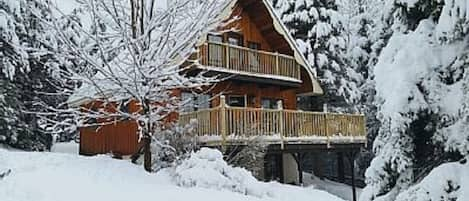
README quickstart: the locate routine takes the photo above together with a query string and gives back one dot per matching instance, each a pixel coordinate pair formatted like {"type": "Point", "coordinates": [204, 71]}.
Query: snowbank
{"type": "Point", "coordinates": [207, 169]}
{"type": "Point", "coordinates": [447, 182]}
{"type": "Point", "coordinates": [57, 177]}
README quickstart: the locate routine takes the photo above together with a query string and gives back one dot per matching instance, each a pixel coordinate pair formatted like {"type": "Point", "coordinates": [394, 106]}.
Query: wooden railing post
{"type": "Point", "coordinates": [281, 123]}
{"type": "Point", "coordinates": [227, 55]}
{"type": "Point", "coordinates": [223, 129]}
{"type": "Point", "coordinates": [326, 119]}
{"type": "Point", "coordinates": [277, 68]}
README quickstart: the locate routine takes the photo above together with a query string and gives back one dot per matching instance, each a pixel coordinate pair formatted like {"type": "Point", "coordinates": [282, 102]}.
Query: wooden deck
{"type": "Point", "coordinates": [225, 125]}
{"type": "Point", "coordinates": [237, 59]}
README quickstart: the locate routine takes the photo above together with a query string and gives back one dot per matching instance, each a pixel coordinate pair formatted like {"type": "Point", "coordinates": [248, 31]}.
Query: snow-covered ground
________________________________________
YOUR OBJECTIVE →
Reproduce the material above word for word, omitting the pictures.

FINAL RESULT →
README quickstart: the locate routine takes the photo above together with a query string and gives back one dot per matching instance, each a pixel coordinate pair formatted like {"type": "Point", "coordinates": [204, 71]}.
Query: snowbank
{"type": "Point", "coordinates": [207, 169]}
{"type": "Point", "coordinates": [447, 182]}
{"type": "Point", "coordinates": [57, 177]}
README quickstart: the locate routine takes the photo above together with a query string and gives back one dot per matching instance, each a pixel coordinate pair formatted like {"type": "Point", "coordinates": [394, 106]}.
Query: wooden railing post
{"type": "Point", "coordinates": [281, 123]}
{"type": "Point", "coordinates": [227, 55]}
{"type": "Point", "coordinates": [223, 129]}
{"type": "Point", "coordinates": [326, 119]}
{"type": "Point", "coordinates": [277, 68]}
README quickstart: the locate routine takes the photo above together with a query string and gives back one dot per matching instance, each a pixel coordinate pair formatted like {"type": "Point", "coordinates": [282, 102]}.
Query: wooden deck
{"type": "Point", "coordinates": [225, 125]}
{"type": "Point", "coordinates": [237, 59]}
README quickstart: the locate routine takes the photo above together with a query string and gives back one dot per matching instance, each a pixel coordinate pair formatted like {"type": "Point", "coordinates": [248, 31]}.
Query: snow-covered ground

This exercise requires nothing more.